_TASK STATEMENT_
Which of the lines below holds the string "clicks"? Copy every line that does.

(Records from a data collection)
◆ ◆ ◆ ◆

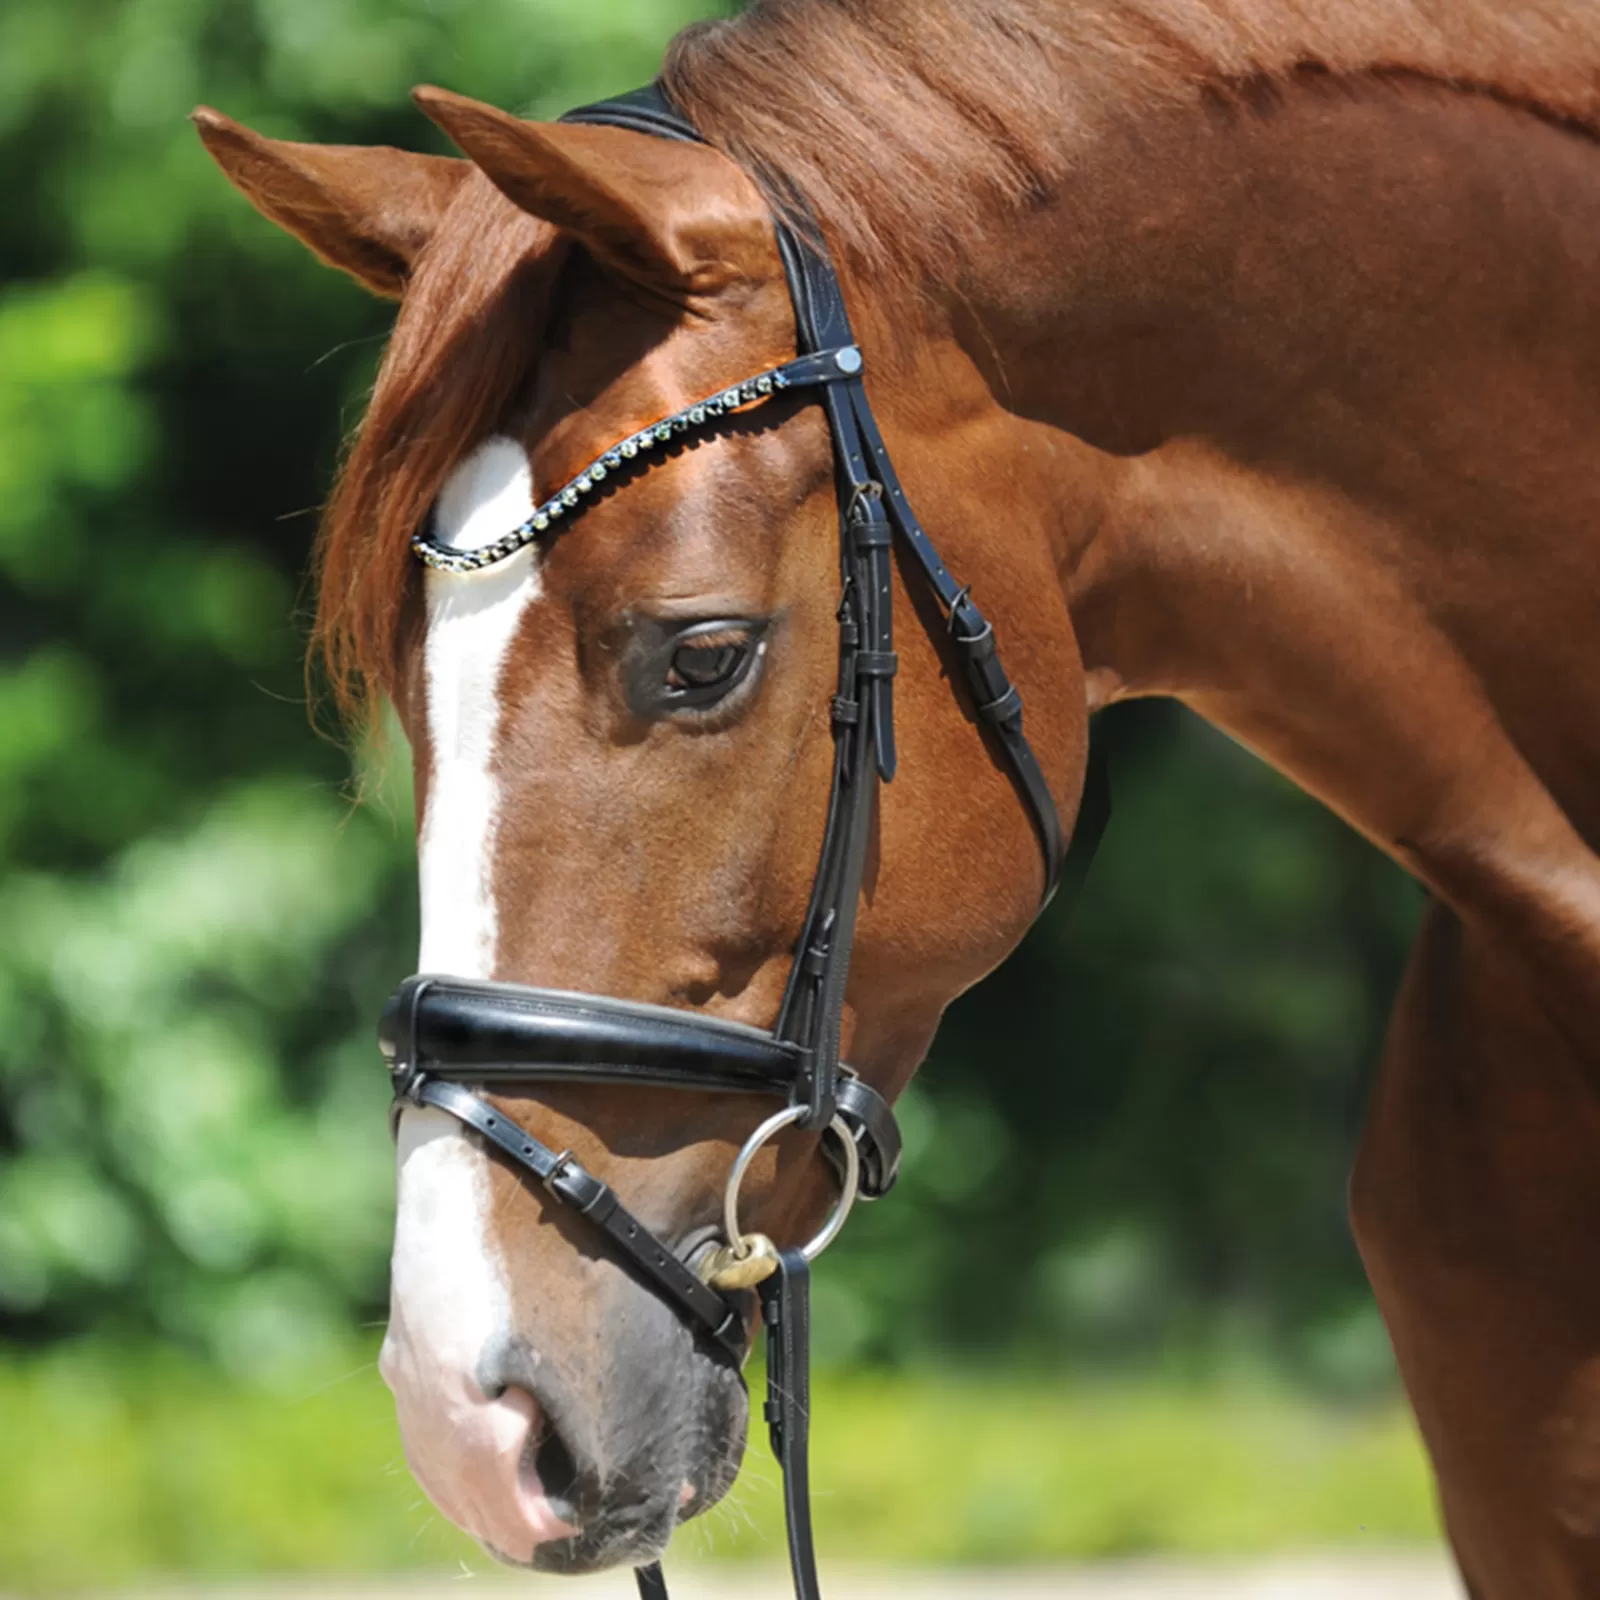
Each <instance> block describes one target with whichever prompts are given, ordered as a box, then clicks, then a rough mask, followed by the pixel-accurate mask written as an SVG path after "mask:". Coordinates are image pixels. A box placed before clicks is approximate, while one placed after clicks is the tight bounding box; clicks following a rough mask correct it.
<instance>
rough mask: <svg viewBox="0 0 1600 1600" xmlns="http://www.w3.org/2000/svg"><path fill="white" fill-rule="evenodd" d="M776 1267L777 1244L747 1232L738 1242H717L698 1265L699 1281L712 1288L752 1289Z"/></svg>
mask: <svg viewBox="0 0 1600 1600" xmlns="http://www.w3.org/2000/svg"><path fill="white" fill-rule="evenodd" d="M776 1270H778V1246H776V1245H774V1243H773V1242H771V1240H770V1238H768V1237H766V1235H765V1234H746V1235H744V1237H742V1238H741V1240H739V1243H738V1245H718V1246H717V1248H715V1250H714V1251H712V1253H710V1254H709V1256H707V1258H706V1261H704V1264H702V1266H701V1282H702V1283H707V1285H710V1288H714V1290H754V1288H755V1285H757V1283H762V1282H763V1280H765V1278H770V1277H771V1275H773V1274H774V1272H776Z"/></svg>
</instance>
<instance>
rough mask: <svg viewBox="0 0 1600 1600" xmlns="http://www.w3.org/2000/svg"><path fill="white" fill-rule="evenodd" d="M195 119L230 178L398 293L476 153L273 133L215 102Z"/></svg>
mask: <svg viewBox="0 0 1600 1600" xmlns="http://www.w3.org/2000/svg"><path fill="white" fill-rule="evenodd" d="M194 123H195V128H197V130H198V131H200V138H202V139H203V141H205V147H206V149H208V150H210V152H211V155H213V158H214V160H216V165H218V166H221V168H222V171H224V174H226V176H227V179H229V182H232V184H234V187H235V189H238V190H240V194H243V197H245V198H246V200H248V202H250V203H251V205H253V206H254V208H256V210H258V211H259V213H261V214H262V216H264V218H267V219H269V221H272V222H277V224H278V227H283V229H286V230H288V232H291V234H293V235H294V237H296V238H298V240H301V242H302V243H304V245H309V246H310V250H312V251H314V253H315V254H317V256H320V258H322V259H323V261H326V262H328V266H331V267H339V269H341V270H344V272H349V274H350V277H354V278H355V280H357V282H358V283H362V285H365V286H366V288H370V290H371V291H373V293H374V294H387V296H392V298H395V299H398V298H400V296H402V294H403V293H405V286H406V280H408V278H410V275H411V264H413V262H414V261H416V258H418V253H419V251H421V250H422V246H424V245H426V243H427V242H429V238H432V237H434V230H435V229H437V227H438V221H440V218H442V216H443V214H445V208H446V206H448V205H450V200H451V197H453V195H454V192H456V186H458V184H459V182H461V179H462V178H464V176H466V174H467V173H469V171H470V170H472V163H470V162H461V160H454V158H446V157H442V155H413V154H411V152H410V150H394V149H389V147H386V146H354V144H291V142H290V141H288V139H269V138H266V134H261V133H256V131H253V130H251V128H246V126H243V125H242V123H237V122H234V120H232V118H230V117H224V115H222V114H221V112H219V110H211V107H210V106H200V107H198V109H197V110H195V112H194Z"/></svg>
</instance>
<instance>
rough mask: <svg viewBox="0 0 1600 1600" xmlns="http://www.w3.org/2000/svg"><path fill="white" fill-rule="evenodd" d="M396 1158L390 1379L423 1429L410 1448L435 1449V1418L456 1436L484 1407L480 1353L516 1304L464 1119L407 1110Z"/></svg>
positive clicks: (402, 1120)
mask: <svg viewBox="0 0 1600 1600" xmlns="http://www.w3.org/2000/svg"><path fill="white" fill-rule="evenodd" d="M397 1163H398V1174H400V1195H398V1206H397V1210H395V1253H394V1264H392V1275H390V1285H389V1298H390V1306H389V1336H387V1339H386V1341H384V1378H386V1379H387V1382H389V1387H390V1389H394V1392H395V1398H397V1400H398V1402H400V1418H402V1427H403V1429H405V1432H406V1434H408V1435H410V1434H411V1432H413V1427H414V1426H416V1427H419V1430H421V1432H422V1434H424V1438H422V1440H416V1442H413V1440H411V1438H410V1437H408V1440H406V1442H408V1445H414V1446H421V1448H414V1453H416V1454H427V1453H429V1451H427V1448H426V1445H427V1435H429V1434H434V1432H435V1427H430V1426H429V1422H435V1424H445V1427H446V1432H448V1426H450V1424H454V1422H458V1421H459V1413H461V1410H462V1408H464V1406H469V1405H470V1403H474V1402H477V1403H482V1400H483V1395H482V1392H480V1390H478V1387H477V1368H478V1357H480V1355H482V1354H483V1349H485V1346H486V1344H488V1342H490V1341H491V1339H496V1338H499V1336H501V1334H504V1331H506V1330H507V1328H509V1326H510V1302H509V1299H507V1291H506V1277H504V1272H502V1270H501V1262H499V1259H498V1256H496V1253H494V1250H493V1246H491V1243H490V1237H488V1226H490V1206H491V1194H490V1173H488V1162H486V1160H485V1158H483V1157H482V1154H480V1152H478V1150H477V1149H474V1147H472V1146H470V1144H469V1142H467V1141H466V1139H464V1138H462V1136H461V1123H459V1122H456V1118H454V1117H450V1115H448V1114H445V1112H442V1110H434V1109H432V1107H430V1106H429V1107H422V1109H416V1107H411V1109H408V1110H406V1112H405V1115H403V1117H402V1118H400V1139H398V1147H397ZM438 1413H442V1414H438ZM443 1443H448V1437H446V1440H443Z"/></svg>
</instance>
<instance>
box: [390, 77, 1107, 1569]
mask: <svg viewBox="0 0 1600 1600" xmlns="http://www.w3.org/2000/svg"><path fill="white" fill-rule="evenodd" d="M563 122H582V123H598V125H605V126H614V128H626V130H630V131H634V133H646V134H653V136H656V138H664V139H678V141H685V142H696V144H704V142H706V141H704V139H702V138H701V134H699V133H698V131H696V130H694V126H693V125H691V123H690V122H688V120H685V118H683V115H682V114H680V112H678V110H677V109H675V107H672V104H670V102H669V101H667V98H666V96H664V93H662V91H661V88H659V86H656V85H651V86H650V88H645V90H638V91H635V93H632V94H626V96H621V98H619V99H613V101H602V102H598V104H594V106H586V107H582V109H579V110H573V112H568V114H566V117H565V118H563ZM774 230H776V238H778V248H779V254H781V258H782V264H784V274H786V277H787V280H789V294H790V299H792V302H794V315H795V330H797V347H798V354H797V358H795V360H792V362H786V363H784V365H781V366H774V368H768V370H766V371H763V373H758V374H757V376H754V378H749V379H744V381H741V382H738V384H734V386H731V387H728V389H723V390H718V394H715V395H710V397H709V398H706V400H702V402H699V403H696V405H693V406H688V408H685V410H683V411H677V413H674V414H672V416H669V418H664V419H662V421H659V422H654V424H651V426H650V427H646V429H642V430H640V432H638V434H632V435H630V437H629V438H626V440H622V442H619V443H618V445H614V446H613V448H611V450H608V451H605V453H603V454H602V456H598V458H597V459H595V461H594V462H590V464H589V466H587V467H586V469H584V472H581V474H579V475H578V477H576V478H573V480H571V482H570V483H566V485H565V486H563V488H560V490H557V493H555V494H554V496H550V498H549V499H547V501H546V502H544V504H541V506H539V507H538V510H536V512H534V514H533V515H531V517H530V518H528V520H526V522H523V523H522V525H518V526H517V528H515V530H512V531H510V533H507V534H506V536H504V538H501V539H499V541H496V542H493V544H488V546H480V547H477V549H472V550H451V549H448V547H445V546H442V544H437V542H435V541H434V539H432V538H429V534H427V533H418V534H416V538H414V539H413V541H411V547H413V552H414V554H416V557H418V560H421V562H422V563H424V565H427V566H432V568H437V570H442V571H451V573H470V571H477V570H480V568H485V566H491V565H494V563H498V562H502V560H506V558H507V557H510V555H514V554H515V552H517V550H520V549H522V547H523V546H526V544H530V542H533V541H534V539H538V538H539V536H541V534H544V533H547V531H549V530H550V528H552V526H554V525H557V523H560V522H562V520H565V518H570V517H573V515H576V514H578V512H579V510H581V509H582V506H584V502H586V498H587V496H590V494H594V493H595V491H597V488H598V486H600V485H602V483H603V482H605V480H606V478H608V477H610V475H611V474H613V472H619V470H622V469H624V466H627V464H630V462H634V461H637V458H638V456H642V454H648V451H651V450H654V448H658V446H659V445H664V443H667V442H670V440H672V438H674V437H677V435H683V434H688V432H693V430H709V429H712V427H714V426H715V424H717V421H718V419H720V418H723V416H726V414H730V413H733V411H738V410H742V408H744V406H749V405H758V403H762V402H763V400H766V398H770V397H771V395H774V394H786V392H790V390H808V392H814V394H816V397H818V398H819V402H821V405H822V410H824V413H826V416H827V427H829V435H830V438H832V445H834V461H835V474H837V485H838V512H840V584H842V595H840V605H838V683H837V691H835V694H834V701H832V726H834V776H832V787H830V792H829V805H827V824H826V829H824V834H822V850H821V859H819V862H818V870H816V877H814V880H813V886H811V898H810V902H808V907H806V915H805V923H803V928H802V934H800V941H798V944H797V949H795V958H794V965H792V966H790V971H789V982H787V989H786V992H784V998H782V1003H781V1006H779V1011H778V1019H776V1022H774V1024H773V1029H771V1030H770V1032H768V1030H763V1029H755V1027H746V1026H742V1024H736V1022H726V1021H722V1019H717V1018H707V1016H699V1014H696V1013H693V1011H677V1010H670V1008H667V1006H656V1005H643V1003H637V1002H627V1000H614V998H611V997H608V995H584V994H574V992H571V990H560V989H534V987H526V986H520V984H499V982H474V981H466V979H454V978H437V976H429V974H419V976H416V978H408V979H406V981H405V982H403V984H402V986H400V989H398V990H397V992H395V995H394V997H392V998H390V1002H389V1003H387V1006H386V1008H384V1014H382V1021H381V1024H379V1045H381V1048H382V1051H384V1056H386V1058H387V1061H389V1069H390V1075H392V1082H394V1094H395V1099H394V1112H392V1120H394V1122H397V1120H398V1112H400V1110H402V1109H403V1107H405V1106H419V1107H421V1106H430V1107H434V1109H437V1110H443V1112H448V1114H450V1115H451V1117H456V1118H458V1120H461V1122H462V1123H466V1125H467V1126H469V1128H474V1130H475V1131H477V1133H478V1134H482V1136H483V1139H486V1141H488V1142H490V1144H493V1146H494V1149H496V1150H499V1152H501V1154H502V1155H504V1157H506V1158H507V1160H509V1162H510V1163H512V1165H514V1166H518V1168H520V1170H522V1171H525V1173H528V1174H530V1176H531V1178H534V1179H536V1181H538V1182H539V1184H541V1186H542V1187H544V1190H546V1192H547V1194H549V1195H550V1198H552V1200H555V1202H558V1203H562V1205H565V1206H568V1208H571V1210H573V1211H576V1213H578V1214H579V1216H582V1218H584V1219H586V1221H587V1222H589V1224H590V1226H592V1227H594V1229H595V1230H597V1232H598V1234H600V1235H603V1238H605V1242H606V1245H608V1248H610V1250H611V1251H613V1253H614V1254H616V1256H618V1258H621V1259H622V1261H624V1262H626V1264H627V1266H629V1267H630V1269H632V1270H634V1272H635V1274H637V1275H638V1277H640V1280H642V1282H643V1283H645V1285H648V1286H650V1288H651V1290H654V1291H656V1293H658V1294H659V1296H661V1298H662V1299H666V1301H667V1302H669V1304H672V1306H674V1307H675V1309H677V1310H678V1314H680V1315H682V1317H683V1320H685V1322H686V1325H688V1326H690V1328H691V1330H693V1331H694V1333H696V1336H698V1338H701V1339H704V1341H706V1346H707V1349H712V1350H715V1352H720V1354H723V1355H726V1357H730V1358H731V1360H734V1362H739V1360H742V1358H744V1354H746V1350H744V1325H746V1312H747V1306H749V1302H747V1301H746V1299H744V1298H742V1293H741V1291H744V1290H749V1288H757V1291H758V1294H760V1310H762V1322H763V1323H765V1326H766V1405H765V1419H766V1424H768V1430H770V1437H771V1445H773V1453H774V1454H776V1458H778V1461H779V1464H781V1467H782V1474H784V1517H786V1522H787V1531H789V1562H790V1570H792V1573H794V1584H795V1594H797V1597H800V1600H818V1597H819V1589H818V1576H816V1555H814V1550H813V1539H811V1506H810V1490H808V1467H806V1446H808V1430H810V1318H811V1312H810V1262H811V1261H813V1259H814V1258H816V1256H818V1254H819V1253H821V1251H822V1250H824V1248H826V1245H827V1243H830V1242H832V1238H834V1237H835V1235H837V1232H838V1229H840V1227H842V1226H843V1221H845V1216H846V1214H848V1211H850V1206H851V1205H853V1203H854V1200H856V1197H858V1195H859V1197H861V1198H864V1200H875V1198H878V1197H880V1195H883V1194H886V1192H888V1190H890V1187H891V1186H893V1182H894V1178H896V1173H898V1168H899V1155H901V1138H899V1130H898V1126H896V1123H894V1114H893V1112H891V1110H890V1106H888V1102H886V1101H885V1099H883V1098H882V1096H880V1094H878V1093H877V1091H875V1090H874V1088H872V1086H870V1085H867V1083H864V1082H862V1080H861V1078H859V1077H858V1075H856V1074H854V1072H853V1070H851V1069H850V1067H848V1066H845V1064H843V1062H842V1061H840V1027H842V1021H843V1006H845V986H846V979H848V976H850V957H851V947H853V944H854V931H856V907H858V902H859V898H861V880H862V870H864V862H866V851H867V837H869V830H870V819H872V808H874V800H875V797H877V792H878V784H880V782H888V781H890V779H893V776H894V768H896V750H894V701H893V690H894V672H896V666H898V661H896V654H894V637H893V560H891V555H893V546H894V541H896V538H898V539H899V544H901V549H902V550H904V552H907V554H909V555H910V557H912V560H914V568H912V570H914V573H917V574H920V578H922V581H923V582H925V584H926V587H928V590H930V592H931V594H933V597H934V600H936V602H938V603H939V608H941V611H942V613H944V618H946V622H947V626H949V637H950V638H952V642H954V643H955V648H957V651H958V654H960V659H962V664H963V667H965V672H966V683H968V690H970V693H971V698H973V706H974V709H976V712H978V715H979V718H982V723H984V726H986V728H987V730H989V733H990V736H992V741H994V746H995V749H997V750H998V754H1000V755H1002V758H1003V760H1005V763H1006V766H1008V768H1010V771H1011V776H1013V779H1014V781H1016V786H1018V789H1019V792H1021V797H1022V802H1024V805H1026V806H1027V810H1029V814H1030V816H1032V821H1034V827H1035V830H1037V834H1038V842H1040V850H1042V853H1043V861H1045V894H1043V904H1048V902H1050V899H1051V896H1053V894H1054V891H1056V888H1058V886H1059V883H1061V882H1062V878H1064V877H1067V878H1070V880H1072V886H1074V888H1075V886H1077V883H1078V882H1080V880H1082V875H1083V872H1085V870H1086V869H1088V861H1090V858H1091V856H1093V853H1094V848H1096V845H1098V843H1099V837H1101V834H1102V830H1104V826H1106V821H1107V816H1109V792H1107V786H1106V776H1104V766H1102V763H1101V762H1099V760H1091V762H1090V773H1088V782H1086V787H1085V795H1083V802H1082V806H1080V813H1078V826H1077V830H1075V837H1074V840H1072V850H1070V853H1066V851H1064V846H1062V835H1061V818H1059V814H1058V811H1056V803H1054V798H1053V795H1051V792H1050V787H1048V784H1046V782H1045V776H1043V773H1042V770H1040V765H1038V760H1037V757H1035V755H1034V750H1032V746H1030V744H1029V742H1027V738H1026V736H1024V733H1022V696H1021V694H1019V693H1018V690H1016V686H1014V685H1013V683H1011V680H1010V677H1008V675H1006V672H1005V669H1003V667H1002V664H1000V658H998V653H997V646H995V632H994V626H992V624H990V622H989V621H987V619H986V618H984V614H982V611H979V608H978V605H976V603H974V602H973V598H971V594H970V590H968V589H966V587H965V586H963V584H960V582H957V579H955V578H954V576H952V574H950V571H949V570H947V568H946V565H944V562H942V560H941V557H939V552H938V550H936V549H934V546H933V541H931V539H930V538H928V534H926V531H925V530H923V526H922V523H918V522H917V517H915V515H914V514H912V509H910V506H909V502H907V499H906V493H904V488H902V486H901V482H899V477H898V474H896V472H894V466H893V462H891V461H890V456H888V448H886V446H885V443H883V435H882V434H880V430H878V424H877V419H875V418H874V414H872V406H870V403H869V402H867V392H866V386H864V382H862V366H864V362H862V355H861V350H859V347H858V346H856V341H854V334H853V331H851V326H850V317H848V312H846V310H845V301H843V294H842V291H840V286H838V278H837V275H835V272H834V267H832V262H830V261H829V258H827V251H826V246H824V245H822V242H821V235H819V234H818V232H816V230H814V229H811V230H808V232H806V234H805V235H802V234H800V232H797V230H795V229H794V227H790V226H789V224H787V222H786V221H784V219H782V218H781V216H774ZM544 1082H587V1083H597V1082H600V1083H643V1085H666V1086H672V1088H685V1090H706V1091H715V1093H749V1094H760V1096H774V1098H778V1099H781V1101H782V1102H784V1104H782V1107H781V1109H779V1110H776V1112H774V1114H773V1115H770V1117H768V1118H766V1120H765V1122H762V1125H760V1126H758V1128H757V1130H755V1131H754V1133H752V1134H750V1138H749V1139H747V1141H746V1144H744V1146H742V1149H741V1150H739V1155H738V1157H736V1160H734V1163H733V1168H731V1170H730V1174H728V1184H726V1190H725V1198H723V1222H725V1232H726V1243H725V1245H722V1246H720V1248H717V1250H712V1251H710V1253H709V1254H704V1258H702V1259H701V1261H699V1262H698V1270H694V1269H691V1266H690V1264H688V1262H686V1261H685V1259H683V1258H682V1256H680V1254H678V1251H677V1250H674V1246H672V1245H669V1243H667V1242H664V1240H661V1238H658V1237H656V1235H654V1234H651V1232H650V1230H648V1229H646V1227H645V1226H643V1224H642V1222H640V1221H638V1219H637V1218H635V1216H634V1214H632V1213H630V1211H629V1210H627V1208H626V1206H624V1205H622V1203H621V1200H619V1198H618V1197H616V1194H614V1192H613V1190H611V1187H610V1186H608V1184H605V1182H603V1181H602V1179H598V1178H595V1176H594V1174H592V1173H589V1171H586V1170H584V1168H582V1166H581V1165H579V1163H578V1162H576V1160H573V1157H571V1154H570V1152H566V1150H552V1149H550V1147H549V1146H546V1144H542V1142H541V1141H539V1139H536V1138H534V1136H533V1134H531V1133H528V1131H526V1130H525V1128H522V1126H520V1125H518V1123H515V1122H512V1120H510V1118H507V1117H504V1115H502V1114H501V1112H499V1110H496V1109H494V1106H491V1104H490V1102H488V1101H486V1099H483V1098H482V1096H480V1094H475V1093H472V1091H470V1090H467V1088H464V1086H462V1083H474V1085H494V1083H514V1085H518V1086H522V1085H528V1083H544ZM789 1126H795V1128H802V1130H806V1131H813V1133H818V1134H821V1136H822V1141H821V1147H822V1152H824V1155H826V1158H827V1160H829V1162H830V1163H832V1165H834V1168H835V1171H837V1174H838V1179H840V1200H838V1205H837V1206H835V1210H834V1214H832V1216H830V1218H829V1219H827V1222H826V1224H824V1226H822V1229H821V1232H819V1234H818V1235H816V1237H814V1238H813V1240H811V1242H810V1243H808V1245H805V1246H802V1248H779V1246H776V1245H774V1243H773V1242H771V1240H770V1238H766V1235H763V1234H744V1232H742V1230H741V1227H739V1221H738V1200H739V1187H741V1184H742V1181H744V1174H746V1171H747V1170H749V1165H750V1162H752V1160H754V1157H755V1154H757V1152H758V1150H760V1149H762V1146H765V1144H766V1142H768V1139H771V1138H774V1136H776V1134H778V1133H779V1131H782V1130H784V1128H789ZM829 1136H830V1138H829ZM637 1579H638V1592H640V1597H642V1600H666V1594H667V1590H666V1581H664V1579H662V1576H661V1566H659V1563H651V1565H648V1566H642V1568H638V1570H637Z"/></svg>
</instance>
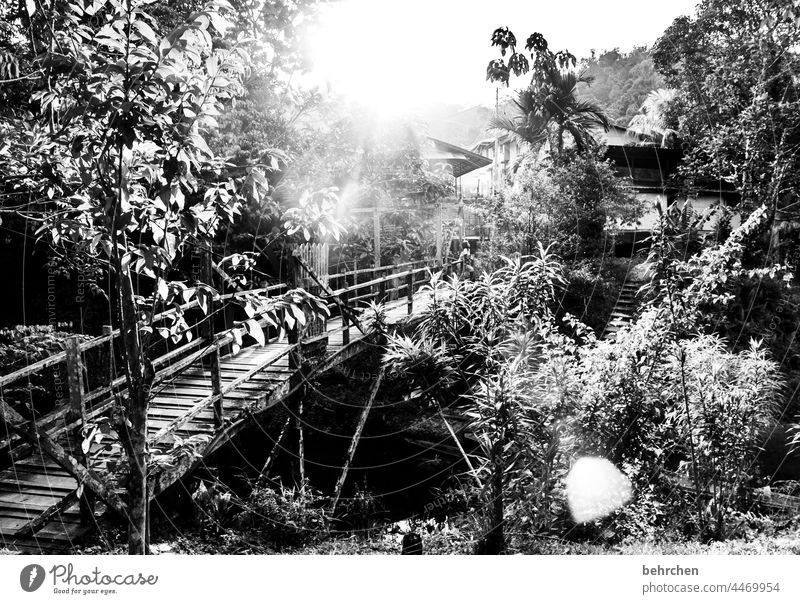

◆ ◆ ◆ ◆

_RESULT_
Each <instance> block describes one target with whichever prompts are given, ordered as a box, then clicks, then a rough mask, followed by the pixel-accurate mask written as an SVG path after "mask:". Coordinates are image pixels. A box placed before clicks is approximate, while one placed after clicks is the tight bounding box; clicks following a rough mask correct it.
positive clicks: (402, 1120)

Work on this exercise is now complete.